● PROBLEM TO WORK ON
Could you copy the material below word for word, from the line with "Please inspect the image and mark the child" up to and including the line with "[233,115,247,162]", and give only those lines?

● MATERIALS PROVIDED
* BEGIN *

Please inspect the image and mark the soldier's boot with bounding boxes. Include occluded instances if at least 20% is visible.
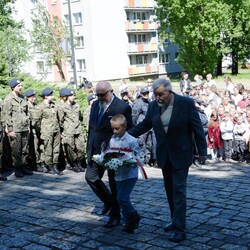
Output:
[77,161,85,172]
[0,163,7,181]
[49,164,62,175]
[15,166,24,178]
[21,164,33,175]
[65,159,73,170]
[37,162,49,173]
[72,161,80,173]
[0,172,7,181]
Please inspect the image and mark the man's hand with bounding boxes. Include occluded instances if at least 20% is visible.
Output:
[9,131,16,140]
[198,156,207,165]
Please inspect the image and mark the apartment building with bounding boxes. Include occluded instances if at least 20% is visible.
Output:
[11,0,182,82]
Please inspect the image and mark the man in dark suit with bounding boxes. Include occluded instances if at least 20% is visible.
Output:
[85,81,132,227]
[180,72,191,95]
[128,78,207,242]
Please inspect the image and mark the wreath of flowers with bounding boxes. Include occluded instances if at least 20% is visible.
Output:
[93,148,140,170]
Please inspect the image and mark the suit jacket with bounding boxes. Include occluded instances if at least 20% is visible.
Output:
[128,93,207,169]
[87,96,132,162]
[180,79,191,93]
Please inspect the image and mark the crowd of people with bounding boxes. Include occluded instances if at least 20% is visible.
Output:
[0,78,86,180]
[181,73,250,164]
[0,73,250,242]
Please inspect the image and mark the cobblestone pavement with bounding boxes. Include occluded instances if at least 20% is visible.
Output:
[0,163,250,250]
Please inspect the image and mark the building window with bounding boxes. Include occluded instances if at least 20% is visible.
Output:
[77,59,86,71]
[76,36,84,47]
[136,55,148,64]
[31,0,37,9]
[73,12,82,24]
[36,61,45,74]
[159,54,170,63]
[64,15,69,25]
[133,12,149,21]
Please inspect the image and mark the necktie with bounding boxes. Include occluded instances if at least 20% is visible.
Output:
[97,107,104,125]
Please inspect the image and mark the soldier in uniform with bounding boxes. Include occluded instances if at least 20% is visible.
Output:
[37,88,62,175]
[132,87,156,165]
[3,78,33,178]
[25,89,43,172]
[59,89,84,172]
[0,99,7,181]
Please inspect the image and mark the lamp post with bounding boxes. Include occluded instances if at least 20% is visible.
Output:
[68,0,77,88]
[1,2,12,77]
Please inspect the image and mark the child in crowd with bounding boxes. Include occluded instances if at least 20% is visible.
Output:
[208,110,223,163]
[109,114,140,233]
[220,111,235,163]
[233,115,247,162]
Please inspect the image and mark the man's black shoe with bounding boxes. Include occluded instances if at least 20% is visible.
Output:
[168,232,186,243]
[164,223,174,232]
[0,173,7,181]
[97,204,111,216]
[49,164,63,175]
[122,226,134,234]
[104,217,120,228]
[15,168,24,178]
[21,166,33,175]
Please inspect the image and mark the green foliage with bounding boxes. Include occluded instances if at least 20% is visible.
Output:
[0,0,30,81]
[0,75,88,110]
[156,0,250,75]
[30,4,68,81]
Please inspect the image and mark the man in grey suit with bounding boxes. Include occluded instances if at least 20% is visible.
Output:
[128,78,207,243]
[85,81,132,227]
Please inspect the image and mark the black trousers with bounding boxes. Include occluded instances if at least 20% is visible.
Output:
[85,161,120,219]
[162,161,188,232]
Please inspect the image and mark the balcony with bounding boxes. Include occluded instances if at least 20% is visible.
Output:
[125,21,157,32]
[128,64,159,77]
[127,43,158,54]
[124,0,155,9]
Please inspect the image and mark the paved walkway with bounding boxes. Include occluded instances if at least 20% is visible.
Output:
[0,163,250,250]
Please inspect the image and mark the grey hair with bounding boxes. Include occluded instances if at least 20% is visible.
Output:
[152,78,172,91]
[96,81,112,90]
[110,114,127,126]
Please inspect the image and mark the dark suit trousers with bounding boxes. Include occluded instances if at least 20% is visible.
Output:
[162,161,188,232]
[85,161,120,219]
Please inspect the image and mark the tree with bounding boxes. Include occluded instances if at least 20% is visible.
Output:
[156,0,229,75]
[223,0,250,75]
[0,0,30,84]
[30,3,68,81]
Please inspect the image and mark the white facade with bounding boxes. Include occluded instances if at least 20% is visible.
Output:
[11,0,182,83]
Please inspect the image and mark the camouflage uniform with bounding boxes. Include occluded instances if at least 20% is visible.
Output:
[3,92,30,171]
[0,99,5,180]
[37,101,60,170]
[28,101,41,168]
[132,97,156,164]
[59,102,84,172]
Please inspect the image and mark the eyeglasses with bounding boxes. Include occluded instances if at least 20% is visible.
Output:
[96,89,112,97]
[154,90,169,98]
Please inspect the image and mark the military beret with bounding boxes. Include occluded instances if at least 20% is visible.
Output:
[121,89,128,94]
[87,94,95,102]
[59,88,68,97]
[140,87,149,94]
[25,89,36,97]
[9,78,21,88]
[41,88,53,96]
[67,89,76,96]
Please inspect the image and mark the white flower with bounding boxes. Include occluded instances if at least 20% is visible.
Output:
[93,154,104,165]
[92,148,140,170]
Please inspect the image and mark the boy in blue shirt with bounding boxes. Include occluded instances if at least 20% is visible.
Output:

* END *

● EXERCISE OUTPUT
Please inspect the image and mark the child in crowd with bounding boxes. Include occluded instances if at least 20% is visible.
Output:
[208,110,223,163]
[109,114,140,233]
[220,111,235,163]
[233,115,247,162]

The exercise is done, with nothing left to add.